>> begin EXCERPTED PASSAGE
Re: GFP_DMA not good enough for problem hardware

Giuliano Procida (myxie@debian.org)
Mon, 18 Oct 1999 10:32:18 +0100


On Mon, Oct 18, 1999 at 01:57:36AM -0700, David S. Miller wrote:
> Sometimes I wish people who make such cards would think twice about
> putting such restrictions into their PCI addressing logic, even for
> boot time microcode loading operations.

What can I say? Me too.

It is not a hardware restriction, probably just a historical accident.
At some point in the distant past, the card microcode did use the top
one or two bits of addresses for its own purposes. However, this was
sensibly fixed when it caused problems with tests on large-memory
machines.

The card contains a bridge chip (PLX) which can be programmed to map a
window into the host's PCI address space. Unfortunately, this feature
is used in the boot loader (presumably for convenience). The microcode
is trying to read a command block from host memory but the read access
never gets through the PLX (I have checked with a logic analyser).
>> end EXCERPTED PASSAGE
• _REQUIRED WORK_
Rewrite the mailing-list reply starting at the words "On Mon, Oct" and stopping after "a historical accident.", with "historical accident" changed to "deliberate design choice".
>> begin EXTRACTED DATA
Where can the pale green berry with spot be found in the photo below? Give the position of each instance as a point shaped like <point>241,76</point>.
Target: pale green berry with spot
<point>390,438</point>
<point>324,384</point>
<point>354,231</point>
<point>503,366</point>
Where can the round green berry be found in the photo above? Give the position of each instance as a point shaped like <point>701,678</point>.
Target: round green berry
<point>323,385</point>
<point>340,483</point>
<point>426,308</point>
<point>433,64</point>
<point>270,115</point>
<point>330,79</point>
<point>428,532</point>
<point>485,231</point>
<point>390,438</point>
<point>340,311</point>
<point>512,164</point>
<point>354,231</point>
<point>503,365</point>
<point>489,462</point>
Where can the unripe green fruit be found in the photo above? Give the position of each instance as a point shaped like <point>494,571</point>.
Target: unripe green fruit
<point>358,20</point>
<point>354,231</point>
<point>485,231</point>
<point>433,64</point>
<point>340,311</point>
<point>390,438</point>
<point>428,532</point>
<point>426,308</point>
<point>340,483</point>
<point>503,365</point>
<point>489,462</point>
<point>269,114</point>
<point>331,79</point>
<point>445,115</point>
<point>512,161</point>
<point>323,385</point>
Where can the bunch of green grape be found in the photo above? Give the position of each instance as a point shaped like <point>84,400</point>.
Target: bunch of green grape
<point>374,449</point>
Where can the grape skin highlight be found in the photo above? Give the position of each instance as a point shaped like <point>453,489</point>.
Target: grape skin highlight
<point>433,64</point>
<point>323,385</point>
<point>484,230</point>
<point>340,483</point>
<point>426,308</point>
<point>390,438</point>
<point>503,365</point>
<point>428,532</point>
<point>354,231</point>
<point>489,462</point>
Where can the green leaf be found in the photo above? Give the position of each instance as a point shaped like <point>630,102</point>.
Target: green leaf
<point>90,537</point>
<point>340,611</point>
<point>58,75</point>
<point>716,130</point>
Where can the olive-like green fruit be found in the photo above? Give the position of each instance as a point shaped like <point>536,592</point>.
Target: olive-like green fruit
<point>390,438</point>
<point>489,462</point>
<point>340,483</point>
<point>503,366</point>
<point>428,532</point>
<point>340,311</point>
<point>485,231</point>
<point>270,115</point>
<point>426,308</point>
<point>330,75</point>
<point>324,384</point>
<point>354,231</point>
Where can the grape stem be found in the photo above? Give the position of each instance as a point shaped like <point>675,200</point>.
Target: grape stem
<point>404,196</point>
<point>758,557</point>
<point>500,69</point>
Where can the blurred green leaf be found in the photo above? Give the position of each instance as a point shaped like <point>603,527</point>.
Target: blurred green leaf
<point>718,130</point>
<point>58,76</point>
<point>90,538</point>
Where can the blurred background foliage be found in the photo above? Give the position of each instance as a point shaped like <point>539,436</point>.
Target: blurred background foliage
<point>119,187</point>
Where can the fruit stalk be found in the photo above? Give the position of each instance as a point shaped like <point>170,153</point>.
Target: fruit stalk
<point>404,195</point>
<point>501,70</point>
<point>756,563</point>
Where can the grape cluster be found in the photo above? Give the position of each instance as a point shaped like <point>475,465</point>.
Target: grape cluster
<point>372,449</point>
>> end EXTRACTED DATA
• _PROBLEM SOLUTION_
On Mon, Oct 18, 1999 at 01:57:36AM -0700, David S. Miller wrote:
> Sometimes I wish people who make such cards would think twice about
> putting such restrictions into their PCI addressing logic, even for
> boot time microcode loading operations.

What can I say? Me too.

It is not a hardware restriction, probably just a deliberate design choice.